◆ Exercise goal:
Locate each line in the material below that contains the string "girl", and copy those lines.

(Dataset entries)

++++++++++

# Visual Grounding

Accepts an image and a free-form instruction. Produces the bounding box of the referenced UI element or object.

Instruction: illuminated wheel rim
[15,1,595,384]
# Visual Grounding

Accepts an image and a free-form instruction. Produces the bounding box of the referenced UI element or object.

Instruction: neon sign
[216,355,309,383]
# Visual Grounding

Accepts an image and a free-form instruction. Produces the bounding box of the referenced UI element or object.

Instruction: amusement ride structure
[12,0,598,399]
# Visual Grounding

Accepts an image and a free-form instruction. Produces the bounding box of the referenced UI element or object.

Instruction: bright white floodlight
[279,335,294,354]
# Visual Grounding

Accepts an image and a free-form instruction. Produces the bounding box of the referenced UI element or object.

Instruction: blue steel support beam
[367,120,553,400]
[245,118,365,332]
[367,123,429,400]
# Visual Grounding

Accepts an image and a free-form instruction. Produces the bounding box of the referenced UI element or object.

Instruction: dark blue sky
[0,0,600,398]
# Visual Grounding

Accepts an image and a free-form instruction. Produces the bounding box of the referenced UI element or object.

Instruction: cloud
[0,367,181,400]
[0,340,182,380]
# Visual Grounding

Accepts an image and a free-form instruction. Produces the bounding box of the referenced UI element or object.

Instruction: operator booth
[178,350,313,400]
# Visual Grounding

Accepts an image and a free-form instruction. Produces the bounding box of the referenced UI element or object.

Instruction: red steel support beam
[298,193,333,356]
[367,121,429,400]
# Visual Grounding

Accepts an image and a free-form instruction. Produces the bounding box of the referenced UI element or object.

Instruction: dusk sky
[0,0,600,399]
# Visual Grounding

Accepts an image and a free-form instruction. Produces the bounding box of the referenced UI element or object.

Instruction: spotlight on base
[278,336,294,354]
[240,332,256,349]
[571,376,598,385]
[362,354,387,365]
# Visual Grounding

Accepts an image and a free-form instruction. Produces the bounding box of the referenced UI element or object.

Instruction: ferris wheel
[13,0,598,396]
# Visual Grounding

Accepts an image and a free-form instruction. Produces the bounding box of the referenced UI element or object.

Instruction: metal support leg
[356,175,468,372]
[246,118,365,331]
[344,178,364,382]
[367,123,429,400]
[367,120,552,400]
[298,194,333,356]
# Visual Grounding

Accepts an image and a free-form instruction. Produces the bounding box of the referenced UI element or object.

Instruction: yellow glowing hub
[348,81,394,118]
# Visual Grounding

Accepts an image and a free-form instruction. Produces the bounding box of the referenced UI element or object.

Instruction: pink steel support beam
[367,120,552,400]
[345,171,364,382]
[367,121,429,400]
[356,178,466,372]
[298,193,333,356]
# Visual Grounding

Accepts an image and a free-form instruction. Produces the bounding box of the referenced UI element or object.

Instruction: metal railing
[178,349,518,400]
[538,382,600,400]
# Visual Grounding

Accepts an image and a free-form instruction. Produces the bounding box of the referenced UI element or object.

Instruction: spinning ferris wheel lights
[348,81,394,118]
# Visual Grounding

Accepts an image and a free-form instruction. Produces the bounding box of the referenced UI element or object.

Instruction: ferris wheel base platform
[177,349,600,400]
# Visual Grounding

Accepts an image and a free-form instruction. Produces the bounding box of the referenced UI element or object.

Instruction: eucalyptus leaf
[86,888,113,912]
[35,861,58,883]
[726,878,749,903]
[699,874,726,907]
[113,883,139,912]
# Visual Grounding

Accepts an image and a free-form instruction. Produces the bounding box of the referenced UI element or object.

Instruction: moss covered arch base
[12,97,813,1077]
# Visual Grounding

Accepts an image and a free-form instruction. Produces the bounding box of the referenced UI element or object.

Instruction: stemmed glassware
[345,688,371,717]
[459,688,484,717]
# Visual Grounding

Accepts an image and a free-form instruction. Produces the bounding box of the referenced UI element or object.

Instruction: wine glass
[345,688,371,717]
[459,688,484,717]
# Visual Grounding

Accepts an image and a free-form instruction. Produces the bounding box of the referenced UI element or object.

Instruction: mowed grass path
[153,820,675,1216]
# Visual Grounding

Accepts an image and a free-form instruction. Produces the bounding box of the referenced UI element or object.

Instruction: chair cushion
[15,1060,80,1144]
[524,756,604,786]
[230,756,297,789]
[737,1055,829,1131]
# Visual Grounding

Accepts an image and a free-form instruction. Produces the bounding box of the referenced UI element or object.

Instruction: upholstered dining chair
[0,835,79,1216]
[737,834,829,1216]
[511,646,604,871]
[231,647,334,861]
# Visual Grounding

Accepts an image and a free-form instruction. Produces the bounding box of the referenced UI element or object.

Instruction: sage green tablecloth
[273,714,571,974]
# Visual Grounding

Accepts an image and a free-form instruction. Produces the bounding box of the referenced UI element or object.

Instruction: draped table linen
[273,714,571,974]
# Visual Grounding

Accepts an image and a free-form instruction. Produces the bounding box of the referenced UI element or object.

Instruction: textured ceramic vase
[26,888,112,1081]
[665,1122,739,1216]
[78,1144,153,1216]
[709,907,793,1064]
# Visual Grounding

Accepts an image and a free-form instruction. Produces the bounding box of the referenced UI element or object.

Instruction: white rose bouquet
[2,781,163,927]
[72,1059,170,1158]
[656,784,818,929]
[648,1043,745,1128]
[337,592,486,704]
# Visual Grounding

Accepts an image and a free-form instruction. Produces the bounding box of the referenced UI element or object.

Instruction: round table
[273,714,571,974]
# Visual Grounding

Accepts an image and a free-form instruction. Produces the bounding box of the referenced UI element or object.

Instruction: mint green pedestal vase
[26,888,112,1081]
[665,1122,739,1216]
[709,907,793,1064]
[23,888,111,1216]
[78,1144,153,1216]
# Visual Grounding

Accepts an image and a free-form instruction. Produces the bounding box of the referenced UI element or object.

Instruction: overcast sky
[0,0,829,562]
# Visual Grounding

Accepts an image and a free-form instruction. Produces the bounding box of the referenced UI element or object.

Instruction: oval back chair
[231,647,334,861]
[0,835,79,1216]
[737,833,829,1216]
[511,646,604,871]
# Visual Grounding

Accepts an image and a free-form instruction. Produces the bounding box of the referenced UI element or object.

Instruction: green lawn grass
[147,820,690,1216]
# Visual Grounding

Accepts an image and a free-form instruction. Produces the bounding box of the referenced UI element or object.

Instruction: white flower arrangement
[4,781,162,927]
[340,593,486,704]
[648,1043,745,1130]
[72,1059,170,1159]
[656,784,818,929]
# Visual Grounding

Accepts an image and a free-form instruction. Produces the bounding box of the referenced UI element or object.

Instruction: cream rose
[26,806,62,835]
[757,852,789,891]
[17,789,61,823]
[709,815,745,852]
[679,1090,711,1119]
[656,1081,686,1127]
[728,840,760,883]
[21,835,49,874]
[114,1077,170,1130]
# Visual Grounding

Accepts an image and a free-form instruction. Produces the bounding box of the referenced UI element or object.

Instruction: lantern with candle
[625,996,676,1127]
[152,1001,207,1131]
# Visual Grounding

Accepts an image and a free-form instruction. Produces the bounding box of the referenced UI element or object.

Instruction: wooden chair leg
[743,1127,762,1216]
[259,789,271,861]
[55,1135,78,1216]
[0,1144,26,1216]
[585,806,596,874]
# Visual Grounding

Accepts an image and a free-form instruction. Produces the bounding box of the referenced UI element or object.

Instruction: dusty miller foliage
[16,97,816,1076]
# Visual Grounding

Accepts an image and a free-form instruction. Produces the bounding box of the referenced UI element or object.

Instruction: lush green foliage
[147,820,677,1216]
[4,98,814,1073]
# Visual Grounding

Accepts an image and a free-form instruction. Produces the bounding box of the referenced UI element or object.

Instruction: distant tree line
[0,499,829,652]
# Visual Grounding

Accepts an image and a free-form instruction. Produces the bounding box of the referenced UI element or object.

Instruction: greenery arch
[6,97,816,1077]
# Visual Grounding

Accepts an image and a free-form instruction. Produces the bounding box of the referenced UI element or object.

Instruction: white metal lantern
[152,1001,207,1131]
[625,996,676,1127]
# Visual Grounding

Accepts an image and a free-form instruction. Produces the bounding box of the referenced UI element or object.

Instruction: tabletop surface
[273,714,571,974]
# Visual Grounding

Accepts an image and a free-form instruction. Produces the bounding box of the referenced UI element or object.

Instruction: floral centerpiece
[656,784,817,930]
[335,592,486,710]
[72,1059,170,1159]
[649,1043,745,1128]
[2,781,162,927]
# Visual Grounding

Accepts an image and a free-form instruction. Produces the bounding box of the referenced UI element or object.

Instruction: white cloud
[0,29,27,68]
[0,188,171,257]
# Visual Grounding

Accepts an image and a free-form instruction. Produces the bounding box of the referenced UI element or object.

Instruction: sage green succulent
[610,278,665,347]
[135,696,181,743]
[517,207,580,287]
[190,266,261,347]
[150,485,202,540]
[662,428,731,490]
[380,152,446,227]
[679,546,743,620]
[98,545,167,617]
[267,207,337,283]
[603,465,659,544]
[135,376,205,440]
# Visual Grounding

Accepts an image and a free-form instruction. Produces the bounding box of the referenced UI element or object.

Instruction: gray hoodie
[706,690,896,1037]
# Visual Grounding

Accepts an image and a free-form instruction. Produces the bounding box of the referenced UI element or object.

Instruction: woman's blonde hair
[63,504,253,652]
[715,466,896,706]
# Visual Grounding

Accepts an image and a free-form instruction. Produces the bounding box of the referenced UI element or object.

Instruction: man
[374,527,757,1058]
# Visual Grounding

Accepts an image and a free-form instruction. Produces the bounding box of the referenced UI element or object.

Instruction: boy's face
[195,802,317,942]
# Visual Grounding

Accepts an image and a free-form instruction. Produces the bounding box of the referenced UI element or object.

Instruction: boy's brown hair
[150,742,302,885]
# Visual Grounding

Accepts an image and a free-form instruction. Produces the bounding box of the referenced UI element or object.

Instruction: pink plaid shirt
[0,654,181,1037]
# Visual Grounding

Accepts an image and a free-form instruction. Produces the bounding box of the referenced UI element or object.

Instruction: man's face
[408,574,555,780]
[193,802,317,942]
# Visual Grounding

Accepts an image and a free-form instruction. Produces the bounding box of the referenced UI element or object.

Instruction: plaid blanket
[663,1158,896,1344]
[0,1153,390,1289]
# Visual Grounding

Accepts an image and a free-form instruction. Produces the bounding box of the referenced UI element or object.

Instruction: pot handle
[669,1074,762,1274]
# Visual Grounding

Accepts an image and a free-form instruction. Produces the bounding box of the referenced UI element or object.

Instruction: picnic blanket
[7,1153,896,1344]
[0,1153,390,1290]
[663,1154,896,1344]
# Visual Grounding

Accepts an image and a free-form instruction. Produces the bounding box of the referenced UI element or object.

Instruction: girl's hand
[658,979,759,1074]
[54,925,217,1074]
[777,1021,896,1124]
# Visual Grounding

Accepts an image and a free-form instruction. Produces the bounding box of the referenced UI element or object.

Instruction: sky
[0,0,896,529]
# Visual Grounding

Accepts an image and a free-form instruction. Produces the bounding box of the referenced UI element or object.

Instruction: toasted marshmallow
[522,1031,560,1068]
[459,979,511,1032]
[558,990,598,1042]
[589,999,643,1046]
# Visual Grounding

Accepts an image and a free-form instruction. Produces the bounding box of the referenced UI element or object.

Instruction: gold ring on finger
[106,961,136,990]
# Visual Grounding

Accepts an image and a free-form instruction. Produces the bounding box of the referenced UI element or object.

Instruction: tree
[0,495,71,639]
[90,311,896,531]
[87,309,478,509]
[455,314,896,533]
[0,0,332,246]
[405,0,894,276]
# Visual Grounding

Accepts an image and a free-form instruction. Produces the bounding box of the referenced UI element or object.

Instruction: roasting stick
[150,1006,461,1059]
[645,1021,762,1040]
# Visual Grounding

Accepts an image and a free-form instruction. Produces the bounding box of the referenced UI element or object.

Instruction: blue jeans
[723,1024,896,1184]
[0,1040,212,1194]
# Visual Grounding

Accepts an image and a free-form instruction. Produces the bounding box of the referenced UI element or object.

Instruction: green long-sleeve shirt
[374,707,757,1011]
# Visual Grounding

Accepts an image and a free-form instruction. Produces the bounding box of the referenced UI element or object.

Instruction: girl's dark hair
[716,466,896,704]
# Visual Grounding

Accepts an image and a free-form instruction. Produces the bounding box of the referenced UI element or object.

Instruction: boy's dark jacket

++++++++++

◆ Solution below:
Instruction: girl's hand
Instruction: girl's dark hair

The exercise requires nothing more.